>>

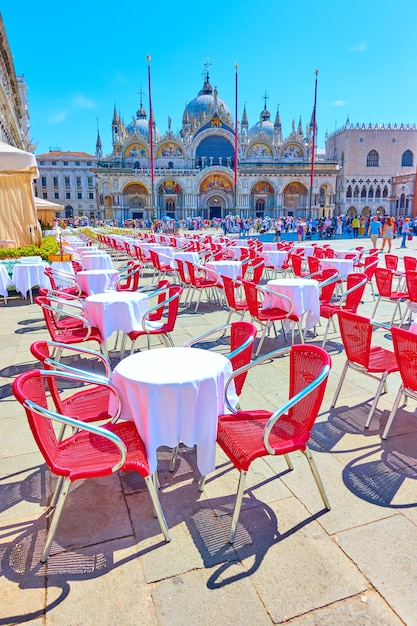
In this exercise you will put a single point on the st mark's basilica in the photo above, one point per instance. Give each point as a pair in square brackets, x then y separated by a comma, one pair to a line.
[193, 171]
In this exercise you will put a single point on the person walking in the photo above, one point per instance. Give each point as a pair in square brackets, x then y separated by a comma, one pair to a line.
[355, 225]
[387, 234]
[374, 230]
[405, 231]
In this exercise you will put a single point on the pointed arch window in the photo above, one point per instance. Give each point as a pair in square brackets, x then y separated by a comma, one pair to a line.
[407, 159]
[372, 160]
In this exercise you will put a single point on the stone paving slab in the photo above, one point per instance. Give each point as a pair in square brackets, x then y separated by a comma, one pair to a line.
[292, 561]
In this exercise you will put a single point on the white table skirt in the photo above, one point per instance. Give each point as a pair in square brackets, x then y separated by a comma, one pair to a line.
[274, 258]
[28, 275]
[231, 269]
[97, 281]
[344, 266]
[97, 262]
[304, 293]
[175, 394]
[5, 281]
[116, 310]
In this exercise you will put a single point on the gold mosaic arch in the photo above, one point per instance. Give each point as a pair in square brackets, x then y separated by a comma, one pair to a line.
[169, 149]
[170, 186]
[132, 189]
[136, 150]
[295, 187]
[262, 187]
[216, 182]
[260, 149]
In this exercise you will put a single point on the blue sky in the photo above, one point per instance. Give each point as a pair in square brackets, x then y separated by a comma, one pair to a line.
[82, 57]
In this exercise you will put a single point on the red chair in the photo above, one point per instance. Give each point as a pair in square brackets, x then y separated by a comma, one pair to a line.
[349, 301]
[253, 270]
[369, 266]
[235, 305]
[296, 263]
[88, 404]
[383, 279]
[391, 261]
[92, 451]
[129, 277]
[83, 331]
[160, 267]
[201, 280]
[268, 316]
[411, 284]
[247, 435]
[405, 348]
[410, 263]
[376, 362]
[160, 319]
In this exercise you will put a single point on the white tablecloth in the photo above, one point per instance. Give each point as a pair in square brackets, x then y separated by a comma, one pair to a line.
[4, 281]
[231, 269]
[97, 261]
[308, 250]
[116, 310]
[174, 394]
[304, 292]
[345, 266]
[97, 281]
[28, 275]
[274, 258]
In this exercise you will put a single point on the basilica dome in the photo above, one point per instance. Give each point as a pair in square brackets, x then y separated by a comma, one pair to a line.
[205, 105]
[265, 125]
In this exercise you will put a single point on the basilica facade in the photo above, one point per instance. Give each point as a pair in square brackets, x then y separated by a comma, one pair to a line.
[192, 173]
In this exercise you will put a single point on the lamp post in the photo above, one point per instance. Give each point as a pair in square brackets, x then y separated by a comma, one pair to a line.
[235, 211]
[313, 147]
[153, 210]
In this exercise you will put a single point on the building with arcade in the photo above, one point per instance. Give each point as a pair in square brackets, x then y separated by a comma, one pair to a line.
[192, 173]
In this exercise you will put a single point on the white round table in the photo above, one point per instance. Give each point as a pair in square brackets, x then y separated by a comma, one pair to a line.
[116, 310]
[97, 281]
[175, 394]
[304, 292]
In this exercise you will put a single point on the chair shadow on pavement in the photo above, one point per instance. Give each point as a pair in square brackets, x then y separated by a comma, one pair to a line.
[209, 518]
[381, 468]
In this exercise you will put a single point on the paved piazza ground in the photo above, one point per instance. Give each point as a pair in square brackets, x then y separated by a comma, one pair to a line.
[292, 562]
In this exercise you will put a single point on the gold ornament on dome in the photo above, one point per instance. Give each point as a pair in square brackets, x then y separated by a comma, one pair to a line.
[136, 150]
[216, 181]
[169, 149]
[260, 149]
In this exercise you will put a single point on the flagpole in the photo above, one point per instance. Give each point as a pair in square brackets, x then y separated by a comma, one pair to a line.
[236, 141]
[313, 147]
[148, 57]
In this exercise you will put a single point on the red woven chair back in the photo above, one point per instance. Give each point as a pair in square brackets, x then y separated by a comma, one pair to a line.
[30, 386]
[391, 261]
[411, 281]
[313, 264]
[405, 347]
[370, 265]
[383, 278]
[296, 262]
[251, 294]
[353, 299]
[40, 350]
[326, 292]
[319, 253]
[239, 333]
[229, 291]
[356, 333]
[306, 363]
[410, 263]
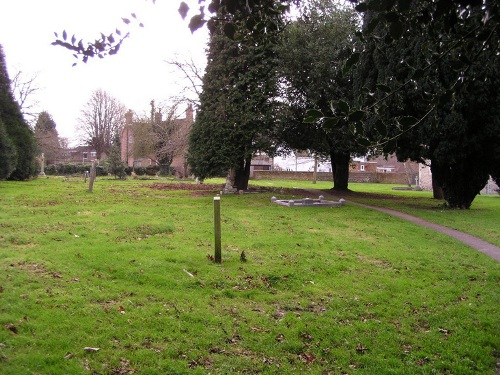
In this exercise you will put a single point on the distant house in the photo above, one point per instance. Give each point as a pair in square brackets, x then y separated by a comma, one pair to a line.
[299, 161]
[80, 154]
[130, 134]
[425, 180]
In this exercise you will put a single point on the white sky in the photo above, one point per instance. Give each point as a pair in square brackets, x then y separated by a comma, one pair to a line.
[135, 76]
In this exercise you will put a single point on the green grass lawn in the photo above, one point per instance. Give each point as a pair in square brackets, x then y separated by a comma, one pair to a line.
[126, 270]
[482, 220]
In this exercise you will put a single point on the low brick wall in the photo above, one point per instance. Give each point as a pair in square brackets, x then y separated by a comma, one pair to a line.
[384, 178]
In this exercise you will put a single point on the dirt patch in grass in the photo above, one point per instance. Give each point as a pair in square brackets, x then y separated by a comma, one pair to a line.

<<

__The problem__:
Your copy of the data above should match it exactly, except that pictures are left out.

__Task solution__:
In this exercise you will put a single point on the st mark's basilica in the photo above, one point per instance. Give each point as a pair in square brackets, x then y separated by a comma, one pair to a line.
[193, 171]
In this exercise you will put a single point on the person walking in the photo above, one point per instance. Give each point as a pair in square brackets, x then y separated by a comma, one pair to a line.
[355, 225]
[387, 234]
[374, 230]
[405, 231]
In this exercise you will put a single point on the pointed arch window in the photo above, one point per instance. Give each point as a pair in square brackets, x then y separated by a comma, one pair to a line.
[407, 159]
[372, 160]
In this exercise you will put a single point on the stone paving slab in the photo above, one point per instance. Give each point as a pair in square brackets, x then y separated by a comma, one pair to a line.
[292, 561]
In this exercise you will put a single point on the white table skirt in the photo above, one point per instance. Give each point as a pair in square brackets, x then y separated by a comma, one pair to a line.
[274, 258]
[28, 275]
[231, 269]
[97, 281]
[344, 266]
[97, 262]
[304, 293]
[175, 394]
[5, 281]
[116, 310]
In this exercise you will put a single point on the gold mosaic arch in the photo above, one point per instance. Give each point as a pair in square brackets, x then y separated by a comma, one pair to a line.
[169, 149]
[170, 186]
[132, 189]
[136, 150]
[295, 187]
[262, 187]
[216, 182]
[260, 149]
In this exercise you will put a single point on the blue sky in the photo above, one point per instance. Give each point as a pair in square brackets, x then y separated by a comma, one pair to a line.
[82, 57]
In this exercise you will put a single point on the red chair in the photo above, one point per instance. Give each point as a pair in square brackets, x then y separated by a comma, one pair to a line.
[349, 301]
[253, 270]
[369, 266]
[235, 305]
[296, 263]
[88, 404]
[383, 279]
[391, 261]
[92, 451]
[129, 277]
[83, 331]
[160, 267]
[201, 280]
[268, 316]
[411, 284]
[247, 435]
[405, 348]
[410, 263]
[376, 362]
[160, 319]
In this exercise you will put a single point on the white tablecloth in the photo above, one point per instance. Give each point as a pair in square brackets, x then y separated by a comma, one pair to a line.
[4, 281]
[231, 269]
[97, 261]
[308, 250]
[116, 310]
[174, 394]
[304, 292]
[345, 266]
[97, 281]
[28, 275]
[274, 258]
In this exercise you will put a single point on the basilica dome in the photo above, one point per instance. Give each point as a pair in square brackets, x then y separated by a comma, one pair to a line.
[205, 105]
[265, 125]
In this exercise you will put a single point on the basilica facade in the photo above, one point per instance. Give each point as a pair in square brackets, x then y separated by a comma, one pair to a line.
[192, 173]
In this exercise you will put a single point on the lamp post in the photo above, one point per instance. Give each point as a pair in square brackets, x then y separated by a comma, one pair to a line.
[235, 211]
[313, 147]
[153, 210]
In this exercise you will put a single point on the building with arcade in the photo above, one point per instance. Give each point as a pair in square brackets, x then y separated by a comma, one pair to a line.
[192, 173]
In this exercise you will put a single point on the white round table in the photo above, one point per instance. Give each point as a pair in square brackets, x then y separated by a comma, one pair to a line.
[116, 310]
[97, 281]
[175, 394]
[304, 292]
In this exercise you will put a single point on the chair shadow on pavement in the photo above, one point per instance. Give each point as a pair in square brackets, x then y separated by a comma, one pair to a line.
[209, 518]
[381, 468]
In this exercise you will put a single point on the paved piazza ground in the photo above, one point per instance. Give each point as a pair in square brackets, x then y separated by a comma, one pair to a line.
[292, 562]
In this exercise you will put a single point on the gold ornament on dome in the photo above, one point per instance. Give each point as a pair in square brackets, x then y separated by a comma, one pair to a line.
[136, 150]
[216, 181]
[169, 149]
[260, 149]
In this exercise you will put a single point on the flagpole in the photo above, one point per instance. Give each point as a pair in square brackets, x then y separated by a comma, one pair to a line.
[236, 141]
[313, 147]
[148, 57]
In this exercise you will put a single point on the red woven chair back in the photo above, one point per instance. Give each point as a pair in square brackets, x then y separated by a comma, one pair to a line.
[30, 386]
[391, 261]
[411, 281]
[313, 264]
[405, 347]
[370, 265]
[383, 278]
[296, 262]
[251, 294]
[353, 299]
[40, 350]
[326, 292]
[319, 253]
[239, 333]
[229, 291]
[356, 333]
[306, 363]
[410, 263]
In this exercise you will put a single point on the distant house in the photo above, one point per instance. Give each point as a pair in square brackets, x then y separated by a comma, one pair to a line.
[299, 161]
[80, 154]
[130, 134]
[425, 180]
In this exercise you will put a single point on the white sky in the photo above, one point per instance. Give each point as a pair in square brackets, x then y separated by a comma, one pair to a line.
[135, 76]
In this exercise you will put a single point on the green grass lawn in the photo above, one point per instance. Give each point as a pair in square brackets, x then y separated by a comma, one pair to a line.
[126, 270]
[482, 220]
In this exercise you will put a single point on the low brick wall in the photo above, one point per instance. Give each point as a pair in square brackets, x then y separated by a comma, one pair to a line.
[384, 178]
In this exercise you will put a single point on the dirt patch in grass in the photo above, one point per instance. Give each point as a pair in square brackets, x then y separated by a comma, one pair to a line.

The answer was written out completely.